>> BEGIN DATA PROVIDED

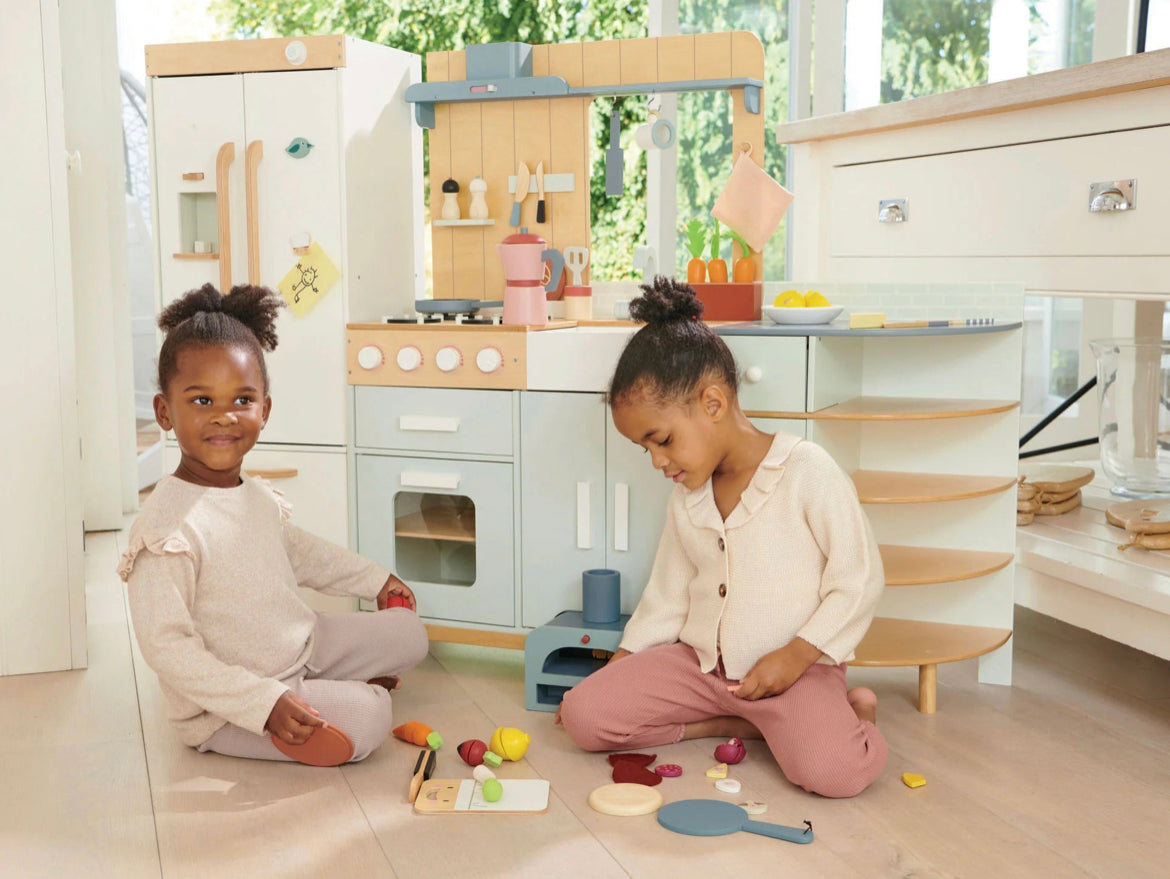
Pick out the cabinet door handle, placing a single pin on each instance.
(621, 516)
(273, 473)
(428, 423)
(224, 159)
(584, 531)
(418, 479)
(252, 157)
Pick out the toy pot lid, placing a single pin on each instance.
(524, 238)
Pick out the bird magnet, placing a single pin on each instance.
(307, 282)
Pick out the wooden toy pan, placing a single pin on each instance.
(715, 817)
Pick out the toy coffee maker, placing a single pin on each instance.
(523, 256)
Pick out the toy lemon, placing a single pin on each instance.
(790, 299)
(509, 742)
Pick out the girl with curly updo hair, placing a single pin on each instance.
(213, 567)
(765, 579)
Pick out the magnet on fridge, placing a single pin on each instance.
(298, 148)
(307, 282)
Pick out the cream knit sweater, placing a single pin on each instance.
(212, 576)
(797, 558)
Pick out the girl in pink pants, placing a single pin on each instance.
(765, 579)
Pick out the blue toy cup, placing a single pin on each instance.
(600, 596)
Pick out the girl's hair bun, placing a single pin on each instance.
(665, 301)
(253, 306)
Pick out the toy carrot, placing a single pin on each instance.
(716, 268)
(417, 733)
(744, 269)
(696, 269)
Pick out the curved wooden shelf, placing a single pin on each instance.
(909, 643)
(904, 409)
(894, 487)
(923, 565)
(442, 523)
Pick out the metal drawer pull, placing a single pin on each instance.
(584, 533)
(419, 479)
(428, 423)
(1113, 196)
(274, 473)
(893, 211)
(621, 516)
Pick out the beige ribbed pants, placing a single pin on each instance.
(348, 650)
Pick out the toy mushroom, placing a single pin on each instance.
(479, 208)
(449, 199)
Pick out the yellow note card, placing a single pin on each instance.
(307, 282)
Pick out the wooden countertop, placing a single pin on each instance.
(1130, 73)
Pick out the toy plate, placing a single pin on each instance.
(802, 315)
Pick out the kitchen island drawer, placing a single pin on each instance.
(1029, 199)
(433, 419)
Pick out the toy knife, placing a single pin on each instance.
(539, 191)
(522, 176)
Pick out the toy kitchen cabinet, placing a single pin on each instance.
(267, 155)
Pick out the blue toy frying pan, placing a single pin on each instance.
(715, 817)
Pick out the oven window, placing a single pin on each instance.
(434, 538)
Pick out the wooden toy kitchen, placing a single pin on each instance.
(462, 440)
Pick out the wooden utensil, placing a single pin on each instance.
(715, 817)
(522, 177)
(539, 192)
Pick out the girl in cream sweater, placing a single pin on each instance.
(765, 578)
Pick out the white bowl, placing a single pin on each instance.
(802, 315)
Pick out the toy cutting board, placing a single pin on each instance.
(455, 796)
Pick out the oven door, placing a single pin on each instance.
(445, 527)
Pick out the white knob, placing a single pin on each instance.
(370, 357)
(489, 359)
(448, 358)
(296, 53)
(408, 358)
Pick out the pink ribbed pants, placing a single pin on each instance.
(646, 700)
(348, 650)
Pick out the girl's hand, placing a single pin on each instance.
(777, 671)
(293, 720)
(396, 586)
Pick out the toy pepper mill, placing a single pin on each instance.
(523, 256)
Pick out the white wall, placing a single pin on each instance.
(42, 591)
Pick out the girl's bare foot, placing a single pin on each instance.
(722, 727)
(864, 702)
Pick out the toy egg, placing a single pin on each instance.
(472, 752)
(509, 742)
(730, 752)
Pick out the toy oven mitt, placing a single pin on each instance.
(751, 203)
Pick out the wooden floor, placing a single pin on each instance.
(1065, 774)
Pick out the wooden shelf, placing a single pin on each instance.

>> END DATA PROVIDED

● SET EXERCISE: Give the lines exactly as they stand, from the line with "Pick out the white knob, placing" through the end of the material.

● TASK RESULT:
Pick out the white knob, placing a single pin on each instance.
(370, 357)
(489, 359)
(448, 358)
(296, 53)
(408, 358)
Pick out the pink ribbed pants, placing a single pin on each instance.
(646, 700)
(348, 650)
Pick out the girl's hand, placing a single pin on each instance.
(777, 671)
(293, 720)
(396, 586)
Pick out the toy pepper mill, placing a single pin on each instance.
(523, 256)
Pick out the white wall, placing a single pin on each instance.
(42, 591)
Pick out the girl's bare foot, placing a single pin on each instance.
(722, 727)
(864, 702)
Pick out the toy egg, placing a single pin on each instance.
(472, 752)
(509, 742)
(730, 752)
Pick out the toy oven mitt, placing a single pin on each instance.
(751, 203)
Pick out the wooden floor, placing a single pin on each instance.
(1065, 774)
Pick out the wooden shelf, placing a single pin on each instance.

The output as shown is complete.